• MATERIAL PROVIDED:

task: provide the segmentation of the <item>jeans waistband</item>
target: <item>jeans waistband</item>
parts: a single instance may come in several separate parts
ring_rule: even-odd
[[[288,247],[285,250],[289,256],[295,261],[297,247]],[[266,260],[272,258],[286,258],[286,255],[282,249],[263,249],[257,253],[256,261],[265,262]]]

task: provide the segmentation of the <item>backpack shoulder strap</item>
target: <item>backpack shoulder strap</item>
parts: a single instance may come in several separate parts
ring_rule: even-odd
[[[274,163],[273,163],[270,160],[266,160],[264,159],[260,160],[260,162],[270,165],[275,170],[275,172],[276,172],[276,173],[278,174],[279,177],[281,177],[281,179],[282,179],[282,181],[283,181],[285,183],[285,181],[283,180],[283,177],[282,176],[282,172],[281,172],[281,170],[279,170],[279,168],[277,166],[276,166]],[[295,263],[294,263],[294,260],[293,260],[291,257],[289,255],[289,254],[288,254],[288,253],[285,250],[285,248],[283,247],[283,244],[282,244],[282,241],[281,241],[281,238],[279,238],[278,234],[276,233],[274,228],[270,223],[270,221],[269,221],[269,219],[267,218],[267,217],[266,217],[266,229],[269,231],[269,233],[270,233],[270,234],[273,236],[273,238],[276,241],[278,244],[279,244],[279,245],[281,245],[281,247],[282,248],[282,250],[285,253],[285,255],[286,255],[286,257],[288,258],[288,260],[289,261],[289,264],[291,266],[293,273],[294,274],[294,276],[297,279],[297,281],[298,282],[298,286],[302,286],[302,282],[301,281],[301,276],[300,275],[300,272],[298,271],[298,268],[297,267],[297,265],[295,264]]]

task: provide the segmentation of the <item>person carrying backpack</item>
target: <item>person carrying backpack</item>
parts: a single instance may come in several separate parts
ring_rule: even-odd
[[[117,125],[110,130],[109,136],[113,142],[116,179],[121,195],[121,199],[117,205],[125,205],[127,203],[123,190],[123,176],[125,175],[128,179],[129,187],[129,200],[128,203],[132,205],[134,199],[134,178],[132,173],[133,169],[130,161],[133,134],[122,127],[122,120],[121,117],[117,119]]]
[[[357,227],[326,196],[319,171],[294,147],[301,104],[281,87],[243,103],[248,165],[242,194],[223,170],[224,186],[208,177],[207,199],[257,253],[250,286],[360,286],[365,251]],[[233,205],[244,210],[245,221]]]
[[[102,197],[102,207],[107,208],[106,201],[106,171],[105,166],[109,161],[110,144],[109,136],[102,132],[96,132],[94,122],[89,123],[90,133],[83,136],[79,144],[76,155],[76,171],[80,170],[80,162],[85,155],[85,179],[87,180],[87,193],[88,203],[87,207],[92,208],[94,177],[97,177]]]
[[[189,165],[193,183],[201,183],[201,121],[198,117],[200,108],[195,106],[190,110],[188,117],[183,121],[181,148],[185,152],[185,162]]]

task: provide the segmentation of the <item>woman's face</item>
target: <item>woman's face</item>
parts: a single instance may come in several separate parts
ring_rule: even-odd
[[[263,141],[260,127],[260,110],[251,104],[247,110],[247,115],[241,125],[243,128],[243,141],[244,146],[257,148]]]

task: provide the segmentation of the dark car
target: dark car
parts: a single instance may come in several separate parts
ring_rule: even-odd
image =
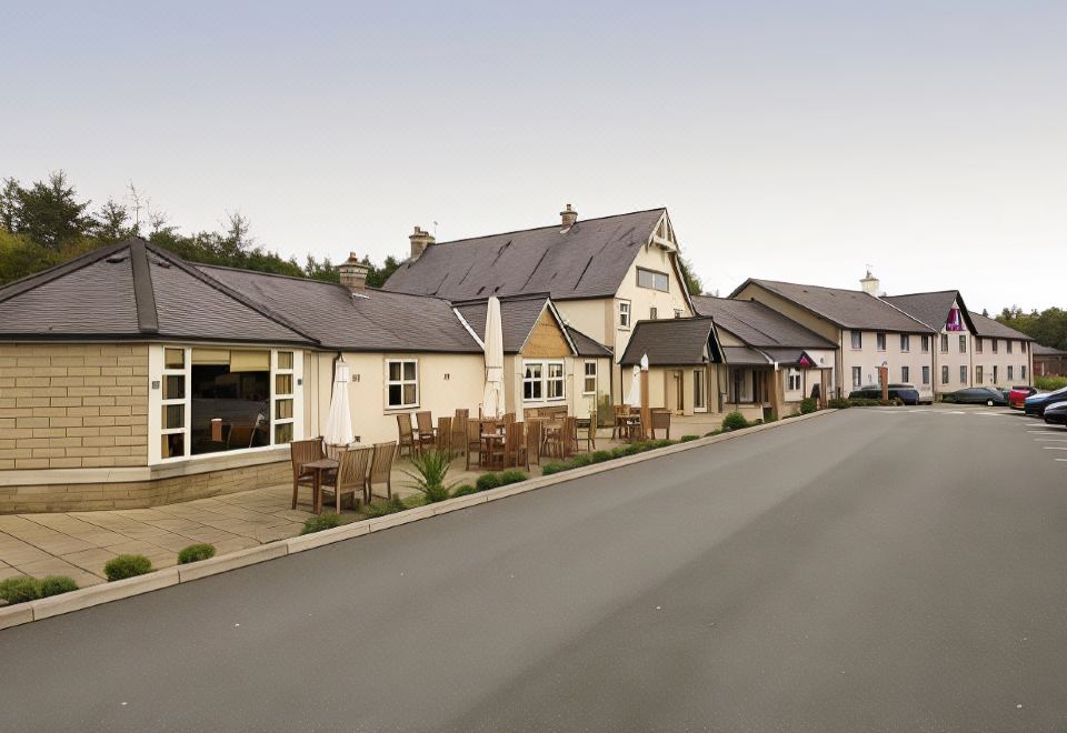
[[[966,390],[957,390],[941,395],[943,402],[955,402],[956,404],[985,404],[987,406],[1007,405],[1008,398],[1000,390],[991,386],[968,386]]]
[[[1067,386],[1060,388],[1055,392],[1038,392],[1037,394],[1031,394],[1026,398],[1026,402],[1023,403],[1023,412],[1040,418],[1045,414],[1045,408],[1056,402],[1064,402],[1065,400],[1067,400]]]
[[[858,390],[852,390],[848,394],[849,400],[880,400],[881,399],[881,386],[878,384],[867,384],[859,388]],[[889,399],[890,400],[900,400],[905,404],[918,404],[919,403],[919,391],[915,389],[911,384],[890,384],[889,385]]]
[[[1067,426],[1067,402],[1053,402],[1045,408],[1045,422]]]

• WHAT YOU SHOULD DO: Please report, in full, every line in the records above that contains the word "strap".

• RESULT FOR THIS TASK:
task: provide the segmentation of the <item>backpack shoulder strap</item>
target: <item>backpack shoulder strap</item>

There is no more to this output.